#### What the task asks
For the entries that follow, set down each one exactly and drop any pictures.

Point localization data:
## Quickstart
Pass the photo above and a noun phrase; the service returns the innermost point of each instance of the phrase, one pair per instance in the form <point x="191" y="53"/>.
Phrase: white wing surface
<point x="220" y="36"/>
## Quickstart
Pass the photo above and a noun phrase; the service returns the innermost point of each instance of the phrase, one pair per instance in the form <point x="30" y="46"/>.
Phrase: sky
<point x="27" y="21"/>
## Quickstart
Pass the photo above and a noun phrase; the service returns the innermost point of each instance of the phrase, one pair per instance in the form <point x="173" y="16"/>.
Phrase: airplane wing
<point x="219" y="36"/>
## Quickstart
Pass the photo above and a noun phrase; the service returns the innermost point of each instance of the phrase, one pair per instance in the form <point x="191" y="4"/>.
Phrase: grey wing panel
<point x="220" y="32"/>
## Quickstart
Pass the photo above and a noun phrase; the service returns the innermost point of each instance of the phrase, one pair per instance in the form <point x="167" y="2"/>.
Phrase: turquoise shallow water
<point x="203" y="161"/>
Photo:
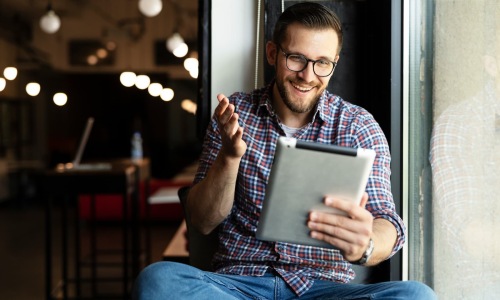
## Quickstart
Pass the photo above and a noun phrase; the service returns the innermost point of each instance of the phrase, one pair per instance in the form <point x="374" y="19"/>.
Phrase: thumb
<point x="364" y="199"/>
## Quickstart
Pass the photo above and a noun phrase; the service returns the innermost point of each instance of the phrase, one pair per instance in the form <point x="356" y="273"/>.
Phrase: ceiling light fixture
<point x="174" y="41"/>
<point x="10" y="73"/>
<point x="167" y="94"/>
<point x="33" y="89"/>
<point x="60" y="99"/>
<point x="127" y="78"/>
<point x="50" y="22"/>
<point x="150" y="8"/>
<point x="3" y="83"/>
<point x="142" y="82"/>
<point x="155" y="89"/>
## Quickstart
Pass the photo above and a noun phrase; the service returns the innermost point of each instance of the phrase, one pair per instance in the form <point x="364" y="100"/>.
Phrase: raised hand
<point x="233" y="145"/>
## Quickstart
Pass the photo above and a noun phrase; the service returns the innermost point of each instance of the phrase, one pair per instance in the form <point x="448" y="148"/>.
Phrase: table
<point x="122" y="178"/>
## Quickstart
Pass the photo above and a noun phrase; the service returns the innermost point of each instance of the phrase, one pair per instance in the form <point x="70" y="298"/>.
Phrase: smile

#### Response
## Quickstart
Pass the photo above and a noun phrase; the service returns the innermost point of each instance of the phrase, one pair per instance in the form <point x="191" y="53"/>.
Phrase: white wing surface
<point x="220" y="36"/>
## Quickstart
Pass the photo above and a noun phrase; the service returns the innermost point of each instance of the phrase, one pair per instance in the form <point x="30" y="46"/>.
Phrase: sky
<point x="27" y="21"/>
## Quickstart
Pass the photo above and a noun phrase; the service returns the innermost point of each instance of the phrase, one pair per instance in the form <point x="173" y="16"/>.
Phrase: airplane wing
<point x="219" y="36"/>
## Quickstart
Pass the photo above and a noun phrase; the service returns the innermost point of each instance of the phrase, one pair per instance in the form <point x="191" y="4"/>.
Phrase: grey wing panel
<point x="220" y="32"/>
## Quickstart
Pass the photo above and a noun phrase; the service returns the innermost point of each instance of the phrase, one pair per instance in the form <point x="167" y="2"/>.
Phrase: turquoise shallow water
<point x="203" y="161"/>
Photo:
## Quickstart
Pass the photo above and a noun phrase; the service returns the innermost point of each instance of the phrase, one pair per instance in the form <point x="374" y="19"/>.
Phrase: thumb
<point x="364" y="199"/>
## Quickstart
Pass the photo above and a noun phrase; the service returns the innermost point of each instance of the phrase, one pair per instance in the form <point x="356" y="273"/>.
Phrase: ceiling light fixture
<point x="174" y="41"/>
<point x="10" y="73"/>
<point x="167" y="94"/>
<point x="33" y="89"/>
<point x="60" y="99"/>
<point x="127" y="78"/>
<point x="50" y="22"/>
<point x="150" y="8"/>
<point x="3" y="83"/>
<point x="142" y="82"/>
<point x="155" y="89"/>
## Quickstart
Pass the photo above and a noun phrase; the service returns the innermost point of each instance of the phrase, one pair per instance in the form <point x="364" y="100"/>.
Phrase: raised hand
<point x="233" y="145"/>
## Quickstart
Pass the photo above and a noun phrase; the service returns the innermost point of each instance of the phrase, one pair per instance in the form <point x="448" y="148"/>.
Phrase: table
<point x="122" y="178"/>
## Quickstart
Pass the photo above and a noun phrase; the service returns the innermost point of each instance of the phrase, one pair per instance in the form <point x="70" y="298"/>.
Phrase: smile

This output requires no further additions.